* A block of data
__________
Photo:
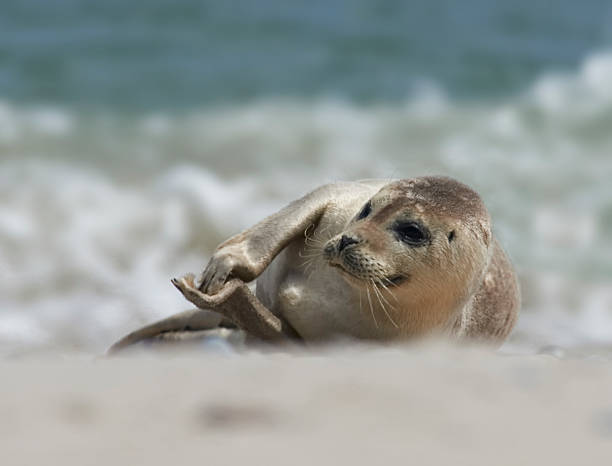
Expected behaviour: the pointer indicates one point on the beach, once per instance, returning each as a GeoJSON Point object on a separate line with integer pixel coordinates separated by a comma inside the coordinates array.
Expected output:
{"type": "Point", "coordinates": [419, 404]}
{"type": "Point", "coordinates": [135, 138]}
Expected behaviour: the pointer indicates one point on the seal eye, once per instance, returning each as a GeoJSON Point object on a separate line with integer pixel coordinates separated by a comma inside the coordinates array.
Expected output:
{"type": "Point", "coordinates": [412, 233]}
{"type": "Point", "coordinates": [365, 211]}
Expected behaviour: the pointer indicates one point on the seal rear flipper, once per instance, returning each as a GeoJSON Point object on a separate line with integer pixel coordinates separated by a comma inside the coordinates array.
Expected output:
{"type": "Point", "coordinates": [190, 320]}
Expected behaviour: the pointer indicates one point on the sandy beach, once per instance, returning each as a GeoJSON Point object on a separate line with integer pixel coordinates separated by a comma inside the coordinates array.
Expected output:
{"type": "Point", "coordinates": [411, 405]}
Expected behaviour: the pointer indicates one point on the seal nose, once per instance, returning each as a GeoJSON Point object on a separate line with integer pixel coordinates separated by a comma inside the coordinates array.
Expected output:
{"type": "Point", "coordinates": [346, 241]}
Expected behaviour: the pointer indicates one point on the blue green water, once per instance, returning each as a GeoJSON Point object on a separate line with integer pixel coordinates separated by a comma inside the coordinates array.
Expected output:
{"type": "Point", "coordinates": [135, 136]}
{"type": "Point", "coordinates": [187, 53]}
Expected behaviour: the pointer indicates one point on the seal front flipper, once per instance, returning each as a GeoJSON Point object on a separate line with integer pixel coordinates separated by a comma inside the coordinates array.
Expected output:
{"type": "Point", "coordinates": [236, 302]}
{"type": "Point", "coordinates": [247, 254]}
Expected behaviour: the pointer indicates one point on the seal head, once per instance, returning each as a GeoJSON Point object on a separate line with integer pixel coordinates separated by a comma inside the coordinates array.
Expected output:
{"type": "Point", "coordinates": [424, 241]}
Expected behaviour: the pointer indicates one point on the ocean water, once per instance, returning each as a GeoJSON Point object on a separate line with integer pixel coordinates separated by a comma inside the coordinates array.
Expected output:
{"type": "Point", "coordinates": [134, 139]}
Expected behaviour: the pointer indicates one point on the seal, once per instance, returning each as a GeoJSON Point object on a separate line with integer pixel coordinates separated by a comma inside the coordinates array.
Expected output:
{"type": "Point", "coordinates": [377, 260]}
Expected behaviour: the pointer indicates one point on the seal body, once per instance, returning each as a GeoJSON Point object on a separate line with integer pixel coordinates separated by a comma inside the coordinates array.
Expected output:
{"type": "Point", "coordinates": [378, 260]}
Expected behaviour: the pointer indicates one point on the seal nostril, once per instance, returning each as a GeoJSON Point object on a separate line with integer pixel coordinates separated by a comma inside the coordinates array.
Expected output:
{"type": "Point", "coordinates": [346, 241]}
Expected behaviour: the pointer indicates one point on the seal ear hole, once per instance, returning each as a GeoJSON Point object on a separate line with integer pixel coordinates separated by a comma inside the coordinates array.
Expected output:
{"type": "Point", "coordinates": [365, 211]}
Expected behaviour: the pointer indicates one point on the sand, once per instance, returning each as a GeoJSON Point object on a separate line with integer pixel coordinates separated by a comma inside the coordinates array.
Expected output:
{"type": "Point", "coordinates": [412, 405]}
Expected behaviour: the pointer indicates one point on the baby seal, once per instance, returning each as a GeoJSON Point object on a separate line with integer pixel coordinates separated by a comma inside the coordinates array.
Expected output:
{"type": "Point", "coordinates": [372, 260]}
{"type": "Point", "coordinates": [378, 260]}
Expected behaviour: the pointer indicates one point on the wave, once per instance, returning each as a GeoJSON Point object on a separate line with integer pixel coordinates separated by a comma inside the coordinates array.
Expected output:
__________
* Aim
Set down every entry word for word, but omit the pictures.

* Output of the task
Photo:
Expected behaviour: the pointer indicates one point on the beach, once per instance, returning each as a GeoJSON Point object on a separate line with integer pixel coordinates separated by a comma inside the coordinates array.
Expected output:
{"type": "Point", "coordinates": [419, 404]}
{"type": "Point", "coordinates": [135, 138]}
Expected behaviour: the pointer indicates one point on the seal eye, once per instance, returning each as a GeoJSON Point object on a separate line with integer pixel coordinates separated by a comma inside the coordinates array.
Expected output:
{"type": "Point", "coordinates": [412, 233]}
{"type": "Point", "coordinates": [365, 211]}
Expected behaviour: the pointer indicates one point on the seal rear flipper, once per instance, returning each as a GeoJSON Point object on a separate line with integer pixel coordinates separated by a comma inside the coordinates array.
Expected output:
{"type": "Point", "coordinates": [190, 320]}
Expected behaviour: the pointer indicates one point on the sandy beach, once per instance, returning each as a GeoJSON Point object on a separate line with integer pixel coordinates separated by a comma inside the coordinates array.
Expected output:
{"type": "Point", "coordinates": [411, 405]}
Expected behaviour: the pointer indicates one point on the seal nose, once per instance, returning each as a GeoJSON Point object on a separate line with integer pixel coordinates separated by a comma inside the coordinates array.
Expected output:
{"type": "Point", "coordinates": [346, 241]}
Expected behaviour: the pointer indicates one point on the blue green water, once per instance, returning each as a GeoJSON Point object on a separate line with integer pixel coordinates separated by a comma inside the coordinates array.
Expected output:
{"type": "Point", "coordinates": [135, 136]}
{"type": "Point", "coordinates": [187, 53]}
Expected behaviour: the pointer indicates one point on the seal front flipper, once per instance, returning each as a GeoJSON Point object on a separate line with integer pixel coordinates separated by a comma inside the coordinates array.
Expected output:
{"type": "Point", "coordinates": [236, 302]}
{"type": "Point", "coordinates": [247, 254]}
Expected behaviour: the pointer indicates one point on the seal head, once per instance, returning each as a GeoJSON Point object on a separate line with integer pixel coordinates separated by a comma inside the coordinates array.
Expected output:
{"type": "Point", "coordinates": [424, 241]}
Expected behaviour: the pointer indicates one point on the ocean water, once per instance, returning each as a GeoJSON Point object on a separate line with integer pixel coordinates separated by a comma inside the coordinates array.
Expected output:
{"type": "Point", "coordinates": [134, 139]}
Expected behaviour: the pointer indicates one point on the seal, once per instance, returning each as a GeoJSON Point object on a separate line with integer pixel coordinates separated by a comma inside the coordinates array.
Expected output:
{"type": "Point", "coordinates": [377, 260]}
Expected behaviour: the pointer indicates one point on the seal body, once per instance, returning each as a GeoJSON Point object on a separate line with integer pixel coordinates separated by a comma inside the coordinates array.
Expected output:
{"type": "Point", "coordinates": [378, 260]}
Expected behaviour: the pointer indicates one point on the seal nostril, once per instance, returning each as a GeoJSON Point object on a separate line with integer pixel coordinates separated by a comma inside the coordinates array.
Expected output:
{"type": "Point", "coordinates": [346, 241]}
Expected behaviour: the pointer indicates one point on the seal ear hole, once per instance, returning each as a GeoJSON Point object on a separate line with integer pixel coordinates separated by a comma inside the coordinates array.
Expected output:
{"type": "Point", "coordinates": [365, 211]}
Expected behaviour: the pointer indicates one point on the sand, once per instance, returning each as a GeoJSON Point object on a separate line with integer pixel coordinates separated by a comma inside the coordinates array.
Expected output:
{"type": "Point", "coordinates": [412, 405]}
Expected behaviour: the pointer indicates one point on the baby seal, once per instance, returning each as a GeoJSON Point object on a separate line with integer pixel coordinates separated by a comma inside the coordinates array.
Expected output:
{"type": "Point", "coordinates": [372, 260]}
{"type": "Point", "coordinates": [378, 260]}
Expected behaviour: the pointer indicates one point on the wave, once per instance, returning each as a GeoJSON Point object on a separate line with integer pixel coordinates separated by a comma inside the coordinates array.
Expected output:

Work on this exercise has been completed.